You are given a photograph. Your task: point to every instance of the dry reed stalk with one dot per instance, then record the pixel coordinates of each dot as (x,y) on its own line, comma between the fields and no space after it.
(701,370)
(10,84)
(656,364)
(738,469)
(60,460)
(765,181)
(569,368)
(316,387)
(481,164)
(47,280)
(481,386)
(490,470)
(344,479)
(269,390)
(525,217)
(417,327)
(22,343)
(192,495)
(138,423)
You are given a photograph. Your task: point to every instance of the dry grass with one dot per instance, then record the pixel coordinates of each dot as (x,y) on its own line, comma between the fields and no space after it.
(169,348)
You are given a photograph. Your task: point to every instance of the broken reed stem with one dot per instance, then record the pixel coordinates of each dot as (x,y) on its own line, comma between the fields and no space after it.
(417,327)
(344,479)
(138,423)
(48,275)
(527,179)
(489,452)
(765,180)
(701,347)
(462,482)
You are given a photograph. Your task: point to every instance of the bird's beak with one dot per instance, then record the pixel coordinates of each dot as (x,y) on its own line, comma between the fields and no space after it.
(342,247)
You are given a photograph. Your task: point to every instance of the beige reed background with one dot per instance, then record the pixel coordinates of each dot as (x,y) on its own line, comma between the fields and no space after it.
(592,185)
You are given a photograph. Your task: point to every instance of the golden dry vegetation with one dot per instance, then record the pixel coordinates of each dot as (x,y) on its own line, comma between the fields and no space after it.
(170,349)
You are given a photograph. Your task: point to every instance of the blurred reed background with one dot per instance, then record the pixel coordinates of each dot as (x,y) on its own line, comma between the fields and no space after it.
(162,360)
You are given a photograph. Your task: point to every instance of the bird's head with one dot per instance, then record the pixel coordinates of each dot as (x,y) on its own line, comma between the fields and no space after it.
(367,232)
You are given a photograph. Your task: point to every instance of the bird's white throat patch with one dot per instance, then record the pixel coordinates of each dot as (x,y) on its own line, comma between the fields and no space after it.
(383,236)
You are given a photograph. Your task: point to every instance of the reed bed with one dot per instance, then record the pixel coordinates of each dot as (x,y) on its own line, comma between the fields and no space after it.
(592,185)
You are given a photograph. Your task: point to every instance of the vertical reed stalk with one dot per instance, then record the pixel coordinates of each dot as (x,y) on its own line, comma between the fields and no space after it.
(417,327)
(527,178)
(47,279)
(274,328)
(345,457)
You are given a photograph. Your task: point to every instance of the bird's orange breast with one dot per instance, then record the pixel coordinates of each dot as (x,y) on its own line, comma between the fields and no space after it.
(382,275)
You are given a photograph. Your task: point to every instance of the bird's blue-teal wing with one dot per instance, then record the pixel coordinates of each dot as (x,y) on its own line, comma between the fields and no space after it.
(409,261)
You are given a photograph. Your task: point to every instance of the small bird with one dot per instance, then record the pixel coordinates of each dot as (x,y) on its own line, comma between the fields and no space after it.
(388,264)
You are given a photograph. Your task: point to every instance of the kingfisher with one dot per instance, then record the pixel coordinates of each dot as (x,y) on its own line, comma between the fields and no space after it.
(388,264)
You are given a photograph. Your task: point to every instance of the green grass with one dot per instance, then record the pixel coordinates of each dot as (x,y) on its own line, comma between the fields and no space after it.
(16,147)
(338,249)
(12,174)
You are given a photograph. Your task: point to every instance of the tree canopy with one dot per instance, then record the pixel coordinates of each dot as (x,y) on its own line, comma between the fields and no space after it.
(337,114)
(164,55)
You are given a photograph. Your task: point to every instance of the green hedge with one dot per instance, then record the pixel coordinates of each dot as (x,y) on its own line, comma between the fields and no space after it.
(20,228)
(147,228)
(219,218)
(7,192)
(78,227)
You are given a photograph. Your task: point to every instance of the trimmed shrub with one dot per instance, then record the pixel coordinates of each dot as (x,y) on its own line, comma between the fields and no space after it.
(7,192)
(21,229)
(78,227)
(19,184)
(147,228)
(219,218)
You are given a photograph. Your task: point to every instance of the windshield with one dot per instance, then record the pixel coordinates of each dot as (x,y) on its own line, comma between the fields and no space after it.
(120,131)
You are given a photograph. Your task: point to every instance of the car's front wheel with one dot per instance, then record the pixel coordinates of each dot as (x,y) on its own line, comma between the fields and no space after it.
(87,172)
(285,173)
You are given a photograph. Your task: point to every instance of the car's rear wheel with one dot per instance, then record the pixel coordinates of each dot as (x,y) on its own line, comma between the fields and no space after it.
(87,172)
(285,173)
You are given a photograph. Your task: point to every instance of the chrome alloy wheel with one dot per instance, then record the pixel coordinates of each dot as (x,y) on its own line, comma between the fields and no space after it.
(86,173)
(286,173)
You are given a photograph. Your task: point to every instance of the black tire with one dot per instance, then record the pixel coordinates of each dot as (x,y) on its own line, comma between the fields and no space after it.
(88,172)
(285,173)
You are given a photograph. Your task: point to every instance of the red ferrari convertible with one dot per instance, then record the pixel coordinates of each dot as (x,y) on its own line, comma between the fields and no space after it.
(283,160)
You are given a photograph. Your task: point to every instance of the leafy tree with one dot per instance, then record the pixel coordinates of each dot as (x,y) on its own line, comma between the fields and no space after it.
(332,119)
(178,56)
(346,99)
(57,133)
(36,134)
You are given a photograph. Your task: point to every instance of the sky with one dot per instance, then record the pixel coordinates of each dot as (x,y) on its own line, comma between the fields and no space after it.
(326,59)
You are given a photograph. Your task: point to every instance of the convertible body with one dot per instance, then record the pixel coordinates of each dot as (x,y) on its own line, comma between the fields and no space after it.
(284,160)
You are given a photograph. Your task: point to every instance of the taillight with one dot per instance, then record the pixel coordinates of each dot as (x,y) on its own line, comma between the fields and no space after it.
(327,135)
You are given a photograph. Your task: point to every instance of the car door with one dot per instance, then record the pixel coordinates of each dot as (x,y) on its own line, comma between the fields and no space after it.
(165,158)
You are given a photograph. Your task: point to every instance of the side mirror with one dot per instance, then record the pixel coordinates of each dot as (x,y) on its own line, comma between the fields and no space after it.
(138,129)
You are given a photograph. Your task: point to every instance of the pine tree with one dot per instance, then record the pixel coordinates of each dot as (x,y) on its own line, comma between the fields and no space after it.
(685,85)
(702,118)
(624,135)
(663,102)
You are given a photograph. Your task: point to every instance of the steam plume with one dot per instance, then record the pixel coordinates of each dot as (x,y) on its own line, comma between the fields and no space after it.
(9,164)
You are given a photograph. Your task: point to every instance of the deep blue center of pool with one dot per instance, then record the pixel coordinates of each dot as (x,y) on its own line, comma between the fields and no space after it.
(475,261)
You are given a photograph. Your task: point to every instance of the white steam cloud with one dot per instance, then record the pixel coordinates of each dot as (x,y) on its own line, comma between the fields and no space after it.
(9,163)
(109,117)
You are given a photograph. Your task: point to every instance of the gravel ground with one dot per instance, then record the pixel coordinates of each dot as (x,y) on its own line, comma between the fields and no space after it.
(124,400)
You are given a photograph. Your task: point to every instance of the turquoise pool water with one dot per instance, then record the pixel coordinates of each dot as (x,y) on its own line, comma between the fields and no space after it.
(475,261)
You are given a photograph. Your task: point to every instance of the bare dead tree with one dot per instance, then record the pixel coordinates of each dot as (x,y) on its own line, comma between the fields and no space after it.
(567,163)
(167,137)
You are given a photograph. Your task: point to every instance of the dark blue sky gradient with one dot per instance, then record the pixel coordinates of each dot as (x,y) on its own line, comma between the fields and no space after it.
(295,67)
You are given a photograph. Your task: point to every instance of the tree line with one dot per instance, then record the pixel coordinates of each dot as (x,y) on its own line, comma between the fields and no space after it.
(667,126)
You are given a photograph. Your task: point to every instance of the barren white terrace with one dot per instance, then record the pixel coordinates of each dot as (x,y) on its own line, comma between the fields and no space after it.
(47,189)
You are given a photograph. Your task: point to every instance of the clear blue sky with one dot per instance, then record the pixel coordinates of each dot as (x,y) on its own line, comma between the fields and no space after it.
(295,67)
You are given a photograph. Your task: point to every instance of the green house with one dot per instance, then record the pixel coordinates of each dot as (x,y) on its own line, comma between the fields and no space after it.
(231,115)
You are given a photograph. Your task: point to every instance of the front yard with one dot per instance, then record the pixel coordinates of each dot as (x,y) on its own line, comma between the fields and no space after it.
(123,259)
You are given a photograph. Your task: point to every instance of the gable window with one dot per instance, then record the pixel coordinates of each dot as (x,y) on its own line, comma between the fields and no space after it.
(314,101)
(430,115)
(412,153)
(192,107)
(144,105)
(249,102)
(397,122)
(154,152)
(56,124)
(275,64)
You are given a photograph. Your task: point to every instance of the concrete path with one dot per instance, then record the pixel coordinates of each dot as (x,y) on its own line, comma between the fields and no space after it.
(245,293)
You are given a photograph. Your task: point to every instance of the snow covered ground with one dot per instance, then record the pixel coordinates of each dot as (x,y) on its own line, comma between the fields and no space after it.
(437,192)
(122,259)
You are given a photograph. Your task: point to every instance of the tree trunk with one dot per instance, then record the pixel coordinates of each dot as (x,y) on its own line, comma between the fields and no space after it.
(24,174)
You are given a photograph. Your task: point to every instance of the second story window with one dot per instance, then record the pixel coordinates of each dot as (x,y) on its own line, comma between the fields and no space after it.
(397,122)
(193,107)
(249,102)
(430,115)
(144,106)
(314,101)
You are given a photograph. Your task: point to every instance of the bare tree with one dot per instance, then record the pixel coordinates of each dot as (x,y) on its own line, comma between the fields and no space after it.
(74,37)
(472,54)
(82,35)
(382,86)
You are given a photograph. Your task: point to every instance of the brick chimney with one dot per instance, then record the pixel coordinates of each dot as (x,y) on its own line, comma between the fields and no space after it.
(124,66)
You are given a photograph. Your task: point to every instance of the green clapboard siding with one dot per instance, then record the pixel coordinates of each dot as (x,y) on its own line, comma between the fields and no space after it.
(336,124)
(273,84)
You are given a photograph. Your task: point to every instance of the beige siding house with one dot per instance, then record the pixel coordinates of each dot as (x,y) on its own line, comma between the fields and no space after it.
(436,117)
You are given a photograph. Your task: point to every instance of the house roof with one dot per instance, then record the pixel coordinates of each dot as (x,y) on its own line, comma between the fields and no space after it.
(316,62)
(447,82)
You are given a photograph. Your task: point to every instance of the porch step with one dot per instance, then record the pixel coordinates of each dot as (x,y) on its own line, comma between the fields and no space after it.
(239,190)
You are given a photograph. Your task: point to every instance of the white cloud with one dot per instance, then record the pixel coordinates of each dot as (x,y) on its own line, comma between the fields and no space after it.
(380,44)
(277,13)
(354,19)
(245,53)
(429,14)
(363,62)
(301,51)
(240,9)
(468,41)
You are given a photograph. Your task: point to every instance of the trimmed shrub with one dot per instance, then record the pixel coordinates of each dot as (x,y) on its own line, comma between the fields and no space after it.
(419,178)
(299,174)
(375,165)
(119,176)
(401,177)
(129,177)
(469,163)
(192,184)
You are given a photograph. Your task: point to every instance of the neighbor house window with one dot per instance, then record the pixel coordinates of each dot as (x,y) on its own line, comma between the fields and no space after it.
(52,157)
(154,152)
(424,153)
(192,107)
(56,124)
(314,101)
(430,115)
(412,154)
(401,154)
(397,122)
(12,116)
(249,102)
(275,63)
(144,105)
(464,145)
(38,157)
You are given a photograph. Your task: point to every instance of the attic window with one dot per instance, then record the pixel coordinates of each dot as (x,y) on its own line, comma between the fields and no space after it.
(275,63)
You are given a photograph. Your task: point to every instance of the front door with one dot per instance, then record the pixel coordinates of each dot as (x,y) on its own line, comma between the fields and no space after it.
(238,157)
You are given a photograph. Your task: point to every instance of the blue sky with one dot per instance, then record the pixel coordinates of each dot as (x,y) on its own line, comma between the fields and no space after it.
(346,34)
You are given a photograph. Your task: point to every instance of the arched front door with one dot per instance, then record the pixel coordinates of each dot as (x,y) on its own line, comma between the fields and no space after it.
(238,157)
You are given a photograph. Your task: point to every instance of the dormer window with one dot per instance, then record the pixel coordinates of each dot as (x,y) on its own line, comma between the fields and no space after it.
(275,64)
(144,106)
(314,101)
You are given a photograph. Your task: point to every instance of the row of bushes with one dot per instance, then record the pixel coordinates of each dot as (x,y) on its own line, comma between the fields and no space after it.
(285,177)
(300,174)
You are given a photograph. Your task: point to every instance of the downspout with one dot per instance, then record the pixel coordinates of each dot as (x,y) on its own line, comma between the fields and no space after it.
········
Write out only what runs from the line holding "of the attic" through the last line of the records, exactly as shown.

FINAL RESULT:
You are given a photograph. Your task: point to every instance of the attic window with one dot per instance, then record the pixel coordinates of each dot as (x,y) on its own line, comma between the fields and no space after it.
(275,63)
You are given a photograph. Your task: point to every instance of the front door with one dot per instance, then record the pixel coordinates of each dot as (x,y) on its own line, comma between the fields and no space after it.
(238,157)
You are given a photograph. Your task: point to every instance of the blue sky with one dot per instance, then record the pixel coordinates of each dot as (x,y) on its own line, comma between the fields and no space after it.
(346,34)
You are given a photograph. Your task: point to every instance of the arched front door with one dot per instance, then record the pixel coordinates of each dot as (x,y) on its own line, comma between the fields and no space after it.
(238,157)
You are given a photograph. Your task: point to every instance of the dormer window with one dot per instance, then record the pixel coordinates of each dot as (x,y) on its own line, comma between the fields and no space after it.
(275,64)
(144,106)
(314,101)
You are given a photograph. Your task: point to every instance of the row of bushes with one dot per instance, then record the pixel coordinates of each dot as (x,y) on its own line, comma between the fields and no space after it.
(285,177)
(300,174)
You are given a photograph. Your task: point to every instance of the downspout with one dot per instance, then record the pixel coordinates of each dot as (x,y) on its own line, comma between the fields and no space after it.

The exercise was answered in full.